Region labeling records:
________________________________________

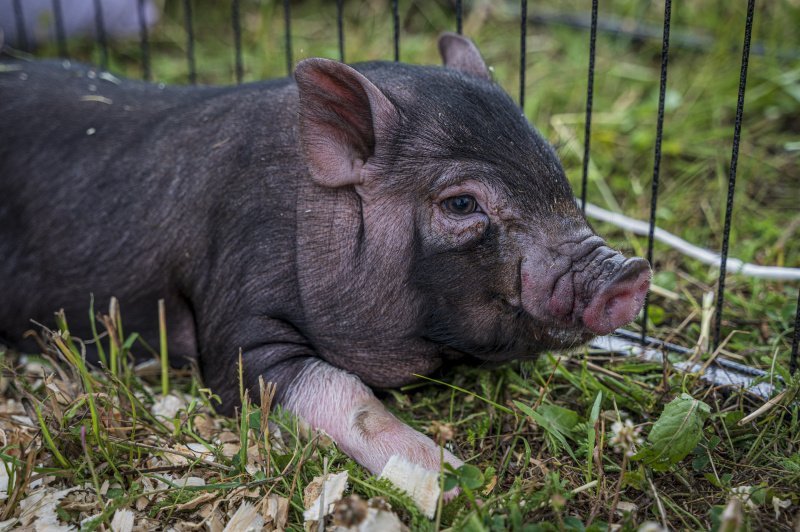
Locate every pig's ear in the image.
[439,33,492,81]
[294,58,397,187]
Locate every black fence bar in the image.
[137,0,150,81]
[336,0,344,63]
[789,290,800,375]
[641,0,672,343]
[183,0,197,85]
[392,0,400,62]
[714,0,756,349]
[94,0,108,70]
[231,0,244,84]
[519,0,528,108]
[12,0,30,51]
[581,0,597,214]
[283,0,294,76]
[53,0,69,59]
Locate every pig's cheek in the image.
[431,212,489,248]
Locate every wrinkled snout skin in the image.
[0,34,650,480]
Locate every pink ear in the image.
[439,33,492,81]
[294,58,396,187]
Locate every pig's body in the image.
[0,36,649,478]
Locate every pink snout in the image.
[583,258,651,334]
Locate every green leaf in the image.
[633,393,711,471]
[458,464,483,490]
[514,401,577,461]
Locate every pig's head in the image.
[295,34,651,360]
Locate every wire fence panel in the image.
[714,0,756,347]
[641,0,672,343]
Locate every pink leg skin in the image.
[283,360,464,476]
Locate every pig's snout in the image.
[583,258,651,334]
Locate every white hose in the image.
[578,200,800,281]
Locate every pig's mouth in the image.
[424,299,595,362]
[426,253,651,362]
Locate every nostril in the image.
[583,268,650,334]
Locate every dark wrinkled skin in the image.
[0,37,649,478]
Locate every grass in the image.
[0,0,800,530]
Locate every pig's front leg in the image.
[282,360,463,475]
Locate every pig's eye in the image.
[442,196,480,216]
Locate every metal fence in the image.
[6,0,800,374]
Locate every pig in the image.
[0,34,651,474]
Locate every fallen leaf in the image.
[303,471,347,521]
[223,502,264,532]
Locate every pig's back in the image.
[0,61,304,355]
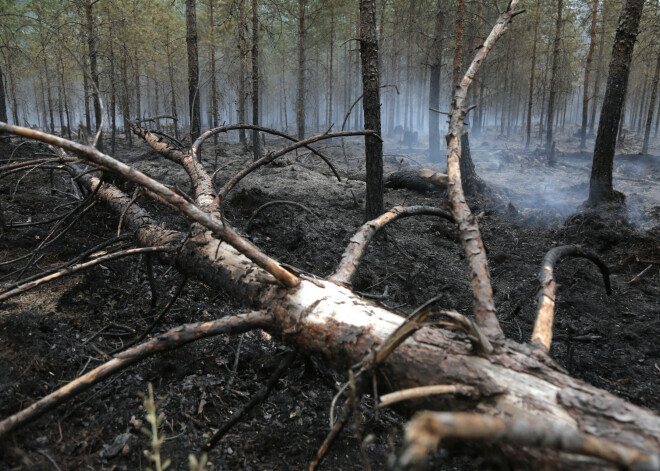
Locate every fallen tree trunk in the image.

________________________________________

→ **Set problem**: Reproduce every one of the lines above word for word, leaving out the pictures.

→ **Exercise solution**:
Locate every pig's ear in the image.
[439,33,492,81]
[294,58,397,187]
Locate every black fence bar in the image.
[137,0,150,81]
[336,0,344,63]
[789,290,800,375]
[641,0,672,343]
[183,0,197,85]
[392,0,400,62]
[714,0,756,349]
[94,0,108,70]
[231,0,244,84]
[519,0,528,108]
[12,0,30,51]
[581,0,597,214]
[283,0,294,76]
[53,0,69,59]
Locate every pig's cheek in the image.
[431,212,489,248]
Locate every wrinkled snout skin in the image.
[0,34,650,480]
Locate every pink ear in the image.
[439,33,492,81]
[294,58,396,187]
Locate every pig's body in the image.
[0,36,649,478]
Locate every pink snout in the image.
[583,258,651,334]
Locate every green leaf in the image.
[633,393,711,471]
[458,464,483,490]
[514,401,577,461]
Locate every pig's head in the image.
[295,34,651,360]
Locate every wire fence panel in the image.
[714,0,756,347]
[641,0,672,343]
Locate every pink leg skin in the image.
[283,360,464,476]
Locate every pig's snout in the image.
[583,258,651,334]
Locate every white hose in the image.
[578,200,800,281]
Locate every pig's mouth in the image.
[424,299,595,362]
[426,253,651,362]
Locate every nostril in the image.
[583,268,650,334]
Locate every dark wrinkled skin in the image.
[0,37,649,478]
Locate every grass in the image.
[0,0,800,530]
Locate every pig's front leg in the image.
[282,360,463,475]
Locate every pig's eye in the image.
[442,196,480,216]
Locate every metal fence in the image.
[6,0,800,374]
Locate every pig in the image.
[0,34,651,474]
Locate every fallen leaf in the image.
[303,471,347,521]
[223,502,264,532]
Locate every pig's back in the image.
[0,61,304,355]
Locate every fallen tree trunk in the image.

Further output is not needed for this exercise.